#### TASK BRIEF:
Output every line from the one containing "of the riverbank." through the last line of the items, both ends included, as a JSON list of strings with one string per line. Leave out blank lines.

#### LISTED ENTRIES:

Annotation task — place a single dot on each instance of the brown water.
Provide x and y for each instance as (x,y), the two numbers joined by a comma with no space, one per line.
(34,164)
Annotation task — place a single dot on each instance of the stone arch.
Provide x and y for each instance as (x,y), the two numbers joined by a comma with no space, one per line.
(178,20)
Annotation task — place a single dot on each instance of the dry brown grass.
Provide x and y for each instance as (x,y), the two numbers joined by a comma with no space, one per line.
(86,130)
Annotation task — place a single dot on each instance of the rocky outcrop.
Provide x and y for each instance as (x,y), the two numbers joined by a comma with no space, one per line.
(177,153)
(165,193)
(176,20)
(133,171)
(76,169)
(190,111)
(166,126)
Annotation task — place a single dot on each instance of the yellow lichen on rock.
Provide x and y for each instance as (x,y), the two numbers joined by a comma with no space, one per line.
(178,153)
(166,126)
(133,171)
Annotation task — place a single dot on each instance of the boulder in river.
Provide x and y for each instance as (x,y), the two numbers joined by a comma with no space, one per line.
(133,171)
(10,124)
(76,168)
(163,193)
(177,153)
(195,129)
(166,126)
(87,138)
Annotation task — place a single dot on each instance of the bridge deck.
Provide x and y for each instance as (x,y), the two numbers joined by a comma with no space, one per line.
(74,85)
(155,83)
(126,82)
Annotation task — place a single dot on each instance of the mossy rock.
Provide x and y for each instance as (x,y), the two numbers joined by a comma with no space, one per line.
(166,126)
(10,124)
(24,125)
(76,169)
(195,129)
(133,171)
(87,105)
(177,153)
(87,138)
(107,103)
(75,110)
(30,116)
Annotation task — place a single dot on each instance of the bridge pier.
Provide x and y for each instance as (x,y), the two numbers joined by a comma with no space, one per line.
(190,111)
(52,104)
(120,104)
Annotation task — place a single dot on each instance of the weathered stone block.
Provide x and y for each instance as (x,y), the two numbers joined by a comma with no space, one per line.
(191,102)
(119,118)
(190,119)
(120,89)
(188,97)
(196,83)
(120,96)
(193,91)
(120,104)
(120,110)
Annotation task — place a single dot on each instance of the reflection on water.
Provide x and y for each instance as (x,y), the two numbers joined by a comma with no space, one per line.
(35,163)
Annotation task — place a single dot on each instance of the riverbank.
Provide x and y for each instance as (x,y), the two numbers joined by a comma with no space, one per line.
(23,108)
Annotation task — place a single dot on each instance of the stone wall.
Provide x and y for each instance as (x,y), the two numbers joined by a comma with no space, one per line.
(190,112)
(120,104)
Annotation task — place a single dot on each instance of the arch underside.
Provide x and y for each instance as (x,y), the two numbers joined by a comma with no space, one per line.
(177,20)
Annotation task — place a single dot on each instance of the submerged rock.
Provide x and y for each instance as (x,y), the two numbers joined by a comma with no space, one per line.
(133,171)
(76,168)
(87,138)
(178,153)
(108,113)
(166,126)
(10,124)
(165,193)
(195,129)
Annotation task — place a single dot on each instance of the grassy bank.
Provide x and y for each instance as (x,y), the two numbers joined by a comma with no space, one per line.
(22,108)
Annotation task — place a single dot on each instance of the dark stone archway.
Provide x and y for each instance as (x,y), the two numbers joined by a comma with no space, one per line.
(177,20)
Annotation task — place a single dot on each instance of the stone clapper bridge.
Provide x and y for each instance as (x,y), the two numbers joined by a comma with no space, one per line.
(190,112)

#### SOLUTION TO THIS PROBLEM:
[
  "Annotation task — place a single dot on each instance of the riverbank.",
  "Provide x and y for each instance as (x,y), the two numbers joined by a comma with no space, one per line.",
  "(23,108)",
  "Annotation task — place a single dot on each instance of the stone wall.",
  "Provide x and y for each instance as (x,y), the two numbers joined by a comma with no space, one per line.",
  "(190,112)",
  "(120,104)",
  "Annotation task — place a single dot on each instance of the arch underside.",
  "Provide x and y for each instance as (x,y), the two numbers joined by a comma with no space, one per line.",
  "(177,20)",
  "Annotation task — place a single dot on each instance of the submerged rock.",
  "Provide x and y for each instance as (x,y), the two numbers joined by a comma with no space, one per line.",
  "(133,171)",
  "(76,168)",
  "(87,138)",
  "(178,153)",
  "(108,113)",
  "(166,126)",
  "(10,124)",
  "(165,193)",
  "(195,129)",
  "Annotation task — place a single dot on each instance of the grassy bank.",
  "Provide x and y for each instance as (x,y), the two numbers joined by a comma with no space, one per line.",
  "(22,108)",
  "Annotation task — place a single dot on each instance of the dark stone archway.",
  "Provide x and y for each instance as (x,y), the two numbers joined by a comma with no space, one per line.",
  "(177,20)",
  "Annotation task — place a single dot on each instance of the stone clapper bridge.",
  "Provide x and y for each instance as (x,y), the two numbers joined by a comma with no space, one per line.",
  "(190,112)"
]